To do -
Count the lines in the material below that contain the string "positive", and reply with the number alone.

Dataset entries

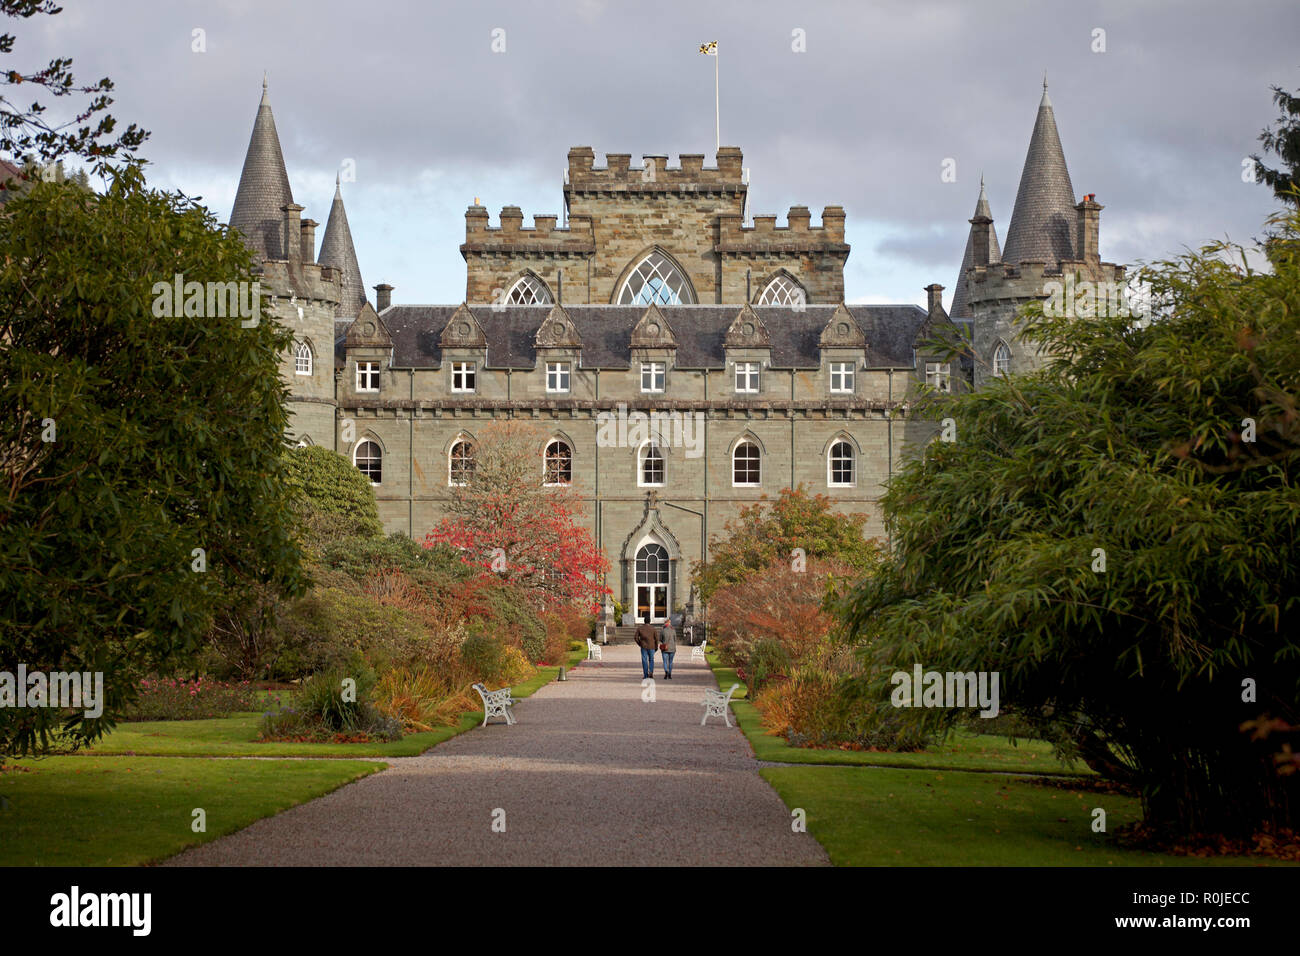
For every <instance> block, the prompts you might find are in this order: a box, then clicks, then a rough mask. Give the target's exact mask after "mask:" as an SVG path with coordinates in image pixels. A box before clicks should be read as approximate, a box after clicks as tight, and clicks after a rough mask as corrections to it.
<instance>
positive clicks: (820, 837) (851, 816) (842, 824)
mask: <svg viewBox="0 0 1300 956" xmlns="http://www.w3.org/2000/svg"><path fill="white" fill-rule="evenodd" d="M761 773H762V774H763V778H764V779H766V780H767V782H768V783H771V784H772V787H774V788H775V790H776V792H777V793H779V795H780V797H781V800H784V801H785V805H787V806H789V808H790V809H792V810H793V809H794V808H802V809H803V810H806V812H807V826H809V832H810V834H813V836H815V838H816V840H818V843H820V844H822V845H823V847H826V851H827V853H829V856H831V861H832V862H833V864H836V865H837V866H1234V865H1236V866H1252V865H1257V864H1260V862H1273V861H1264V860H1260V858H1253V857H1214V858H1208V860H1204V858H1197V857H1182V856H1165V855H1158V853H1144V852H1138V851H1132V849H1121V848H1118V847H1117V845H1115V844H1114V838H1113V836H1112V834H1114V831H1115V827H1118V826H1119V825H1122V823H1131V822H1134V821H1136V819H1138V818H1139V816H1140V813H1139V809H1138V801H1136V800H1135V799H1132V797H1125V796H1115V795H1109V793H1091V792H1086V791H1080V790H1066V788H1062V787H1056V786H1040V784H1035V783H1034V782H1032V780H1027V779H1023V778H1017V777H1006V775H1001V774H970V773H953V771H946V770H945V771H937V770H894V769H888V767H824V766H788V767H766V769H764V770H762V771H761ZM1061 783H1065V782H1061ZM1099 806H1100V808H1101V809H1104V810H1105V812H1106V830H1108V832H1105V834H1095V832H1092V819H1093V817H1092V810H1093V808H1099Z"/></svg>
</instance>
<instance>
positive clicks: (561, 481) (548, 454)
mask: <svg viewBox="0 0 1300 956" xmlns="http://www.w3.org/2000/svg"><path fill="white" fill-rule="evenodd" d="M542 460H543V462H545V466H546V467H545V470H543V475H542V480H543V483H545V484H547V485H568V484H572V483H573V450H572V449H569V446H568V442H563V441H560V440H559V438H556V440H555V441H552V442H550V444H549V445H547V446H546V451H545V453H542Z"/></svg>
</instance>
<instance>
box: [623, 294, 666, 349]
mask: <svg viewBox="0 0 1300 956" xmlns="http://www.w3.org/2000/svg"><path fill="white" fill-rule="evenodd" d="M630 347H632V349H676V347H677V337H676V336H675V334H673V332H672V326H671V325H668V320H667V319H666V317H664V315H663V312H662V311H660V310H659V306H658V304H655V303H650V308H647V310H646V311H645V312H643V313H642V315H641V319H638V320H637V324H636V326H634V328H633V329H632V343H630Z"/></svg>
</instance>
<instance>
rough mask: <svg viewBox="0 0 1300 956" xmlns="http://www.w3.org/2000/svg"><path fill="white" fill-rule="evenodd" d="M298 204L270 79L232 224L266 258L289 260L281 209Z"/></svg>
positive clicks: (261, 90)
mask: <svg viewBox="0 0 1300 956" xmlns="http://www.w3.org/2000/svg"><path fill="white" fill-rule="evenodd" d="M291 202H294V193H292V190H290V189H289V173H286V172H285V155H283V153H282V152H281V151H279V134H277V133H276V117H274V116H272V114H270V98H269V96H268V95H266V78H265V77H263V81H261V103H260V104H259V107H257V118H256V120H253V124H252V137H251V138H250V139H248V152H247V153H246V155H244V168H243V173H240V174H239V189H238V190H237V191H235V204H234V208H233V209H231V211H230V225H233V226H234V228H235V229H238V230H239V232H240V233H243V235H244V241H246V242H247V243H248V247H250V248H252V250H256V251H257V252H261V255H263V256H265V258H266V259H285V258H286V255H287V251H286V250H287V245H286V242H285V213H283V211H282V209H281V207H283V206H287V204H289V203H291Z"/></svg>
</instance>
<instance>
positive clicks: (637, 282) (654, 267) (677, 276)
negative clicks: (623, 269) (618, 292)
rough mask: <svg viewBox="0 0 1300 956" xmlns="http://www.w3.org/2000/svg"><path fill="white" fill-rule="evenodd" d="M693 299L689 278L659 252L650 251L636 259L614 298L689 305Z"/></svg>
mask: <svg viewBox="0 0 1300 956" xmlns="http://www.w3.org/2000/svg"><path fill="white" fill-rule="evenodd" d="M694 302H695V290H694V289H692V287H690V280H689V278H686V277H685V274H682V272H681V269H679V268H677V267H676V265H673V264H672V260H671V259H668V256H666V255H663V252H650V254H649V255H647V256H646V258H645V259H642V260H641V261H640V263H637V267H636V268H634V269H632V272H630V273H629V274H628V277H627V280H624V282H623V289H620V290H619V298H617V304H620V306H649V304H650V303H656V304H659V306H692V304H694Z"/></svg>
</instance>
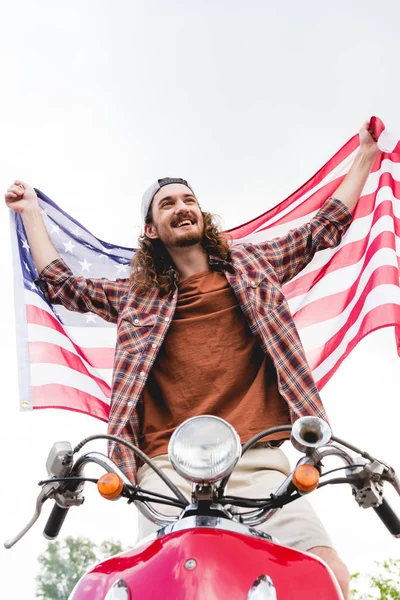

Answer for the task -
4